Data items:
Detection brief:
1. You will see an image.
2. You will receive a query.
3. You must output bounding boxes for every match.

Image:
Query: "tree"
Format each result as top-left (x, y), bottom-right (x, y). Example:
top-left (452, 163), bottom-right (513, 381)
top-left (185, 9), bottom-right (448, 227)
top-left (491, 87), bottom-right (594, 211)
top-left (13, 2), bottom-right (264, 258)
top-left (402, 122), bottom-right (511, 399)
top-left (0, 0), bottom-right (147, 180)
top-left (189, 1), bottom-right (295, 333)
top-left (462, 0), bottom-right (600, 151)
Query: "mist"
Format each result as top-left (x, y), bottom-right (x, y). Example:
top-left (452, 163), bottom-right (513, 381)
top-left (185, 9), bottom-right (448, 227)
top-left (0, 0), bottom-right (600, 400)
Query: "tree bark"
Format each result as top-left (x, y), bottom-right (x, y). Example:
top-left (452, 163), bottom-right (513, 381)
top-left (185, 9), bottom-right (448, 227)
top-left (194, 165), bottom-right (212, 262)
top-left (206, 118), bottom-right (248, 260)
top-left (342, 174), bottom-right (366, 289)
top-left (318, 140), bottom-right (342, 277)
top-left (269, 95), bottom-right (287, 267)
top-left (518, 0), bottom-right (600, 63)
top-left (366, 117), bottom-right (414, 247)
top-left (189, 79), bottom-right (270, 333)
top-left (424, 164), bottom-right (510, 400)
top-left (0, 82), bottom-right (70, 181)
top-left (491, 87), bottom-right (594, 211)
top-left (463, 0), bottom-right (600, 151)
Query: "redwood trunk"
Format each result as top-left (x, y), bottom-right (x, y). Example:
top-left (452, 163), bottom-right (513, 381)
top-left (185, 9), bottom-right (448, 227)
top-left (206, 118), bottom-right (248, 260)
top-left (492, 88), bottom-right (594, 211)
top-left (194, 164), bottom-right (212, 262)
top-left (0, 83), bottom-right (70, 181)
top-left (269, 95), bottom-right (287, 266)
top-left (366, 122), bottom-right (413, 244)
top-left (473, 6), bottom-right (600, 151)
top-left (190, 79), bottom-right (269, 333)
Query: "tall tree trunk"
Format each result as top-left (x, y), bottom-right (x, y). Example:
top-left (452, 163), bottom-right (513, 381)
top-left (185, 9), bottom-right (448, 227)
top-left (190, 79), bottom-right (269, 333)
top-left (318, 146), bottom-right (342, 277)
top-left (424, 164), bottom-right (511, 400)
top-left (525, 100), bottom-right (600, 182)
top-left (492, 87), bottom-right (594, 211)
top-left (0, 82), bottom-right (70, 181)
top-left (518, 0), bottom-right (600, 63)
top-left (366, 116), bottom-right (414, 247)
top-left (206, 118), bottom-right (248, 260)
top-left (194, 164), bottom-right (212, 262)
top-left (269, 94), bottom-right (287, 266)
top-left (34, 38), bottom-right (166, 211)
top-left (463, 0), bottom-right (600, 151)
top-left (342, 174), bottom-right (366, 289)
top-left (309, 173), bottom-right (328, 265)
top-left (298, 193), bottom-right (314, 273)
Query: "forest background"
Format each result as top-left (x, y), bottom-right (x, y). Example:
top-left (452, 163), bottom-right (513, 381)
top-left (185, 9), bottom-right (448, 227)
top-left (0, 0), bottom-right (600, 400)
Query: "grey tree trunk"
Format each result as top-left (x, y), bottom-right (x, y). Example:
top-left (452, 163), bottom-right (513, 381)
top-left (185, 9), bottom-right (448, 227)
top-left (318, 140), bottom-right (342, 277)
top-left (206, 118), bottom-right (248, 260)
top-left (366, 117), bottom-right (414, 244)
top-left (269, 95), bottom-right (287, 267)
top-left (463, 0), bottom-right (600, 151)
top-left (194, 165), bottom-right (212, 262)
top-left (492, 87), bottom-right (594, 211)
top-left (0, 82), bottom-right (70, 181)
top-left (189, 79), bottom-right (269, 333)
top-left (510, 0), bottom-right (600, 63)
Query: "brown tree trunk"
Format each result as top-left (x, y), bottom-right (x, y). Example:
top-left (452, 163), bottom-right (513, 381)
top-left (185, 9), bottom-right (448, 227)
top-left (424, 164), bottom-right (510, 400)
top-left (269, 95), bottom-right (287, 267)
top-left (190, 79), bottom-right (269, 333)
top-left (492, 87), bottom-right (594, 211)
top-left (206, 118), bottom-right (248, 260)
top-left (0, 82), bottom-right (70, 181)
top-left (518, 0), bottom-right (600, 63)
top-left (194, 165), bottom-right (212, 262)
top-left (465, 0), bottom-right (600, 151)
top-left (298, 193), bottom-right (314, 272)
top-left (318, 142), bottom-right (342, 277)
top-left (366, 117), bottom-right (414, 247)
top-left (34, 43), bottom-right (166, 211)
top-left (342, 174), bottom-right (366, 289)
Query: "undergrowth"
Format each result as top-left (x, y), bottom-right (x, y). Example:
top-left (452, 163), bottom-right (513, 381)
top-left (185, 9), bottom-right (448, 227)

◆ **REQUIREMENTS**: Reformat all of the lines above as a numbered list and omit every blank line.

◆ **EXERCISE SOLUTION**:
1. Detection brief:
2. 1. You will see an image.
3. 2. You will receive a query.
4. 3. You must output bounding boxes for every match.
5. Image:
6. Query: "tree"
7. Format each result as top-left (x, y), bottom-right (x, y). Example:
8. top-left (452, 163), bottom-right (513, 381)
9. top-left (185, 9), bottom-right (448, 227)
10. top-left (491, 87), bottom-right (594, 211)
11. top-left (13, 2), bottom-right (264, 258)
12. top-left (402, 122), bottom-right (511, 399)
13. top-left (0, 0), bottom-right (147, 180)
14. top-left (189, 1), bottom-right (295, 333)
15. top-left (462, 0), bottom-right (600, 151)
16. Query: "mist"
17. Format each result as top-left (x, y), bottom-right (x, y). Example:
18. top-left (452, 163), bottom-right (513, 381)
19. top-left (185, 9), bottom-right (448, 227)
20. top-left (0, 0), bottom-right (600, 400)
21. Query: "tree bark"
22. Format each result as top-left (x, y), bottom-right (x, y). Example:
23. top-left (452, 163), bottom-right (513, 381)
24. top-left (185, 9), bottom-right (448, 227)
25. top-left (194, 165), bottom-right (212, 262)
26. top-left (206, 118), bottom-right (248, 260)
27. top-left (342, 174), bottom-right (366, 289)
28. top-left (318, 140), bottom-right (342, 277)
29. top-left (269, 95), bottom-right (287, 267)
30. top-left (518, 0), bottom-right (600, 63)
31. top-left (366, 117), bottom-right (414, 247)
32. top-left (189, 79), bottom-right (270, 333)
33. top-left (424, 164), bottom-right (510, 400)
34. top-left (0, 82), bottom-right (70, 181)
35. top-left (491, 87), bottom-right (594, 211)
36. top-left (463, 0), bottom-right (600, 151)
37. Query: "redwood trunk"
38. Format each result as top-left (x, y), bottom-right (x, y). Example:
39. top-left (452, 163), bottom-right (513, 381)
40. top-left (185, 9), bottom-right (448, 227)
41. top-left (206, 118), bottom-right (248, 260)
42. top-left (492, 88), bottom-right (594, 211)
43. top-left (194, 164), bottom-right (212, 262)
44. top-left (0, 83), bottom-right (70, 181)
45. top-left (269, 95), bottom-right (287, 266)
46. top-left (366, 122), bottom-right (413, 244)
47. top-left (473, 6), bottom-right (600, 151)
48. top-left (190, 79), bottom-right (269, 333)
49. Query: "tall tree trunk"
50. Format each result as top-left (x, y), bottom-right (x, y). Example:
51. top-left (452, 163), bottom-right (513, 381)
52. top-left (185, 9), bottom-right (448, 227)
53. top-left (190, 79), bottom-right (269, 333)
54. top-left (318, 146), bottom-right (342, 277)
55. top-left (424, 164), bottom-right (511, 400)
56. top-left (525, 100), bottom-right (600, 182)
57. top-left (492, 87), bottom-right (594, 211)
58. top-left (0, 82), bottom-right (70, 181)
59. top-left (518, 0), bottom-right (600, 63)
60. top-left (366, 116), bottom-right (414, 247)
61. top-left (206, 118), bottom-right (248, 260)
62. top-left (194, 164), bottom-right (212, 262)
63. top-left (269, 94), bottom-right (287, 266)
64. top-left (34, 38), bottom-right (166, 211)
65. top-left (463, 0), bottom-right (600, 151)
66. top-left (342, 174), bottom-right (366, 289)
67. top-left (309, 173), bottom-right (328, 265)
68. top-left (298, 193), bottom-right (314, 273)
69. Query: "forest background"
70. Format each result as top-left (x, y), bottom-right (x, y). Example:
71. top-left (452, 163), bottom-right (513, 381)
72. top-left (185, 9), bottom-right (448, 227)
73. top-left (0, 0), bottom-right (600, 400)
74. Query: "grey tree trunk"
75. Format each result as top-left (x, y), bottom-right (x, y). Example:
76. top-left (452, 163), bottom-right (513, 381)
77. top-left (185, 9), bottom-right (448, 227)
78. top-left (318, 140), bottom-right (342, 277)
79. top-left (206, 118), bottom-right (248, 260)
80. top-left (366, 117), bottom-right (414, 244)
81. top-left (269, 95), bottom-right (287, 267)
82. top-left (463, 0), bottom-right (600, 151)
83. top-left (194, 165), bottom-right (212, 262)
84. top-left (492, 87), bottom-right (594, 211)
85. top-left (0, 82), bottom-right (70, 181)
86. top-left (189, 79), bottom-right (269, 333)
87. top-left (510, 0), bottom-right (600, 63)
88. Query: "brown tree trunk"
89. Format each result as top-left (x, y), bottom-right (x, y). Example:
90. top-left (452, 163), bottom-right (513, 381)
91. top-left (185, 9), bottom-right (448, 227)
92. top-left (424, 164), bottom-right (510, 400)
93. top-left (269, 95), bottom-right (287, 267)
94. top-left (190, 79), bottom-right (269, 333)
95. top-left (492, 87), bottom-right (594, 211)
96. top-left (206, 118), bottom-right (248, 260)
97. top-left (0, 82), bottom-right (70, 181)
98. top-left (518, 0), bottom-right (600, 63)
99. top-left (194, 165), bottom-right (212, 262)
100. top-left (465, 0), bottom-right (600, 151)
101. top-left (298, 193), bottom-right (314, 272)
102. top-left (318, 142), bottom-right (342, 277)
103. top-left (366, 117), bottom-right (414, 247)
104. top-left (34, 43), bottom-right (166, 211)
105. top-left (342, 174), bottom-right (366, 289)
106. Query: "undergrowth"
107. Format each result as top-left (x, y), bottom-right (x, y). Example:
108. top-left (452, 163), bottom-right (513, 381)
109. top-left (185, 9), bottom-right (448, 227)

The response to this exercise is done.